***** TEXT PASSAGE *****

Moore said these days he is spending the bulk of his time at the ERLC’s Washington office and away from his wife and five sons in Nashville, Tenn.

“There are some people’s marriages in which it would not be a good idea to travel, even a little bit,” he said. “In our marriage, the way we relate to one another, we’re able to maintain a close, intimate relationship and find ways to do this. And also with the children, what does that look like? I typically will take one of my sons with me when I’m on a short trip. I won’t take them on something that’s going to be long and laborious and boring.”

Moore also discussed differences between his agency and the Baptist Joint Committee for Religious Liberty, a coalition that the SBC once belonged to but left in 1991 over differences between SBC leaders and then BJC head James Dunn, whom Dever volunteered once sang in the choir at the church he now pastors, Capitol Hill Baptist Church in Washington.

“They were really out of step with where Southern Baptists are,” Moore said, “because they have a definition of church and state” that differs from the one used by the ERLC.

Moore said of the term separation of church and state: “It’s a good, conservative phrase, and it’s one that we ought to reclaim because we do believe in separation of church and state.”

*****

# [SET PROBLEM 1]
List every organization named in the passage about Moore and the ERLC.
# [SET PROBLEM 2]
In the passage about Moore and the ERLC, in what year did the SBC leave the Baptist Joint Committee for Religious Liberty?
# [SET PROBLEM 3]
Extend the passage about Moore and the ERLC with a few more sentences after its last one.

***** DATASET *****

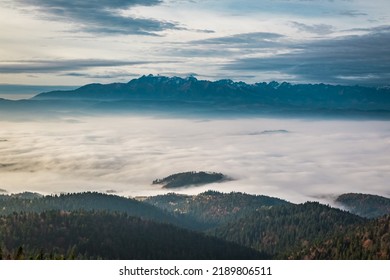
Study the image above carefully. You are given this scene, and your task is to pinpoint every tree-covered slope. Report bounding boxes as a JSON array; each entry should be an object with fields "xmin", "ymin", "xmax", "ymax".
[
  {"xmin": 145, "ymin": 191, "xmax": 289, "ymax": 228},
  {"xmin": 153, "ymin": 171, "xmax": 231, "ymax": 189},
  {"xmin": 0, "ymin": 192, "xmax": 191, "ymax": 230},
  {"xmin": 212, "ymin": 202, "xmax": 365, "ymax": 259},
  {"xmin": 0, "ymin": 211, "xmax": 267, "ymax": 260},
  {"xmin": 335, "ymin": 193, "xmax": 390, "ymax": 218}
]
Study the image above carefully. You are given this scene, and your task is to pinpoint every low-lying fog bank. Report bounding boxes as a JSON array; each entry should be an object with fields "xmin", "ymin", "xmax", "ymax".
[{"xmin": 0, "ymin": 115, "xmax": 390, "ymax": 205}]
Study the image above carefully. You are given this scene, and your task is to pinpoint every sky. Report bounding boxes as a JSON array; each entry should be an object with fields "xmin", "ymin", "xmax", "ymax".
[
  {"xmin": 0, "ymin": 0, "xmax": 390, "ymax": 86},
  {"xmin": 0, "ymin": 115, "xmax": 390, "ymax": 203}
]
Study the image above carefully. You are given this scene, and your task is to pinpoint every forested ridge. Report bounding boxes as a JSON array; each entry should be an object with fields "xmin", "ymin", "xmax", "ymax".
[{"xmin": 0, "ymin": 191, "xmax": 390, "ymax": 259}]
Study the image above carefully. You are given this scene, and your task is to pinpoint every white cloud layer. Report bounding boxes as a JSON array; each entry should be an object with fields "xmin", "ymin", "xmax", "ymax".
[{"xmin": 0, "ymin": 116, "xmax": 390, "ymax": 205}]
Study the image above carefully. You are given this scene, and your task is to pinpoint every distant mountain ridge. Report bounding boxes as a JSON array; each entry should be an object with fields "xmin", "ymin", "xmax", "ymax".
[{"xmin": 33, "ymin": 75, "xmax": 390, "ymax": 110}]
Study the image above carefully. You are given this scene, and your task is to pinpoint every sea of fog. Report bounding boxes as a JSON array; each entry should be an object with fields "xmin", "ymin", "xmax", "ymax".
[{"xmin": 0, "ymin": 115, "xmax": 390, "ymax": 203}]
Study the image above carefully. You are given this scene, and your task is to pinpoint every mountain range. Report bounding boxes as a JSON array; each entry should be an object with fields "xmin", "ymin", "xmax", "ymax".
[{"xmin": 0, "ymin": 75, "xmax": 390, "ymax": 118}]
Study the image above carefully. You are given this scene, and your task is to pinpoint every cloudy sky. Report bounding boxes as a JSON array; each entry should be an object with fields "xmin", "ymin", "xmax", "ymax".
[{"xmin": 0, "ymin": 0, "xmax": 390, "ymax": 86}]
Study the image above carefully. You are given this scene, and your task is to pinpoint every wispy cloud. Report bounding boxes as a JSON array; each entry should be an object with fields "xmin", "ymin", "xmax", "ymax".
[
  {"xmin": 225, "ymin": 26, "xmax": 390, "ymax": 85},
  {"xmin": 16, "ymin": 0, "xmax": 177, "ymax": 35},
  {"xmin": 291, "ymin": 21, "xmax": 334, "ymax": 35},
  {"xmin": 0, "ymin": 59, "xmax": 152, "ymax": 73}
]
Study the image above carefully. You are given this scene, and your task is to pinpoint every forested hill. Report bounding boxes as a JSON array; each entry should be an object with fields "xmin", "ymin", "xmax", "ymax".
[
  {"xmin": 335, "ymin": 193, "xmax": 390, "ymax": 218},
  {"xmin": 213, "ymin": 202, "xmax": 365, "ymax": 259},
  {"xmin": 0, "ymin": 211, "xmax": 269, "ymax": 260},
  {"xmin": 0, "ymin": 192, "xmax": 194, "ymax": 230},
  {"xmin": 0, "ymin": 191, "xmax": 390, "ymax": 259},
  {"xmin": 33, "ymin": 75, "xmax": 390, "ymax": 115},
  {"xmin": 145, "ymin": 191, "xmax": 290, "ymax": 228}
]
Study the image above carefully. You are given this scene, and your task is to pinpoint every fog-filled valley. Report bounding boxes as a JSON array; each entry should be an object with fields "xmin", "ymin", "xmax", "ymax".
[{"xmin": 0, "ymin": 113, "xmax": 390, "ymax": 206}]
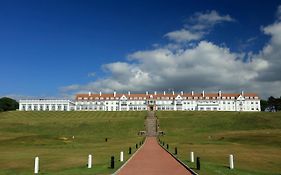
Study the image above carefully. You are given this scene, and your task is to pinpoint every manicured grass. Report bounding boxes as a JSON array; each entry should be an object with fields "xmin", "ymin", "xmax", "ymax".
[
  {"xmin": 0, "ymin": 111, "xmax": 146, "ymax": 175},
  {"xmin": 157, "ymin": 112, "xmax": 281, "ymax": 175}
]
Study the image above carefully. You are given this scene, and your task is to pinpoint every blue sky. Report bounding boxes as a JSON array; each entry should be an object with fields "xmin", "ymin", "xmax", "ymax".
[{"xmin": 0, "ymin": 0, "xmax": 281, "ymax": 98}]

*****

# [FINAL RESULT 1]
ERLC
Baptist Joint Committee for Religious Liberty (BJC)
SBC
Capitol Hill Baptist Church

# [FINAL RESULT 2]
1991

# [FINAL RESULT 3]
“Separation of church and state is something clearly revealed in Scripture when Jesus says render unto Caesar the things that are Caesar’s and the things unto God that belong to God,” Moore said. “But in recent years there’s been a definition of separation of church and state that really is equated with secularism, and secularization, in ways that are problematic.”

Moore said he agrees with the BJC that public school teachers should not be allowed to lead their students in prayer, but takes the opposite side on a case currently before the Supreme Court about whether clergy-led prayers in town council meetings are constitutional.

“I think my predecessor Richard Land was right when he said one of the biggest differences that organization and our organization would have is in seeing where the threat is now,” Moore said. “I would see the threat right now mostly in terms of compromising free exercise. They would see it mostly in terms of establishment.”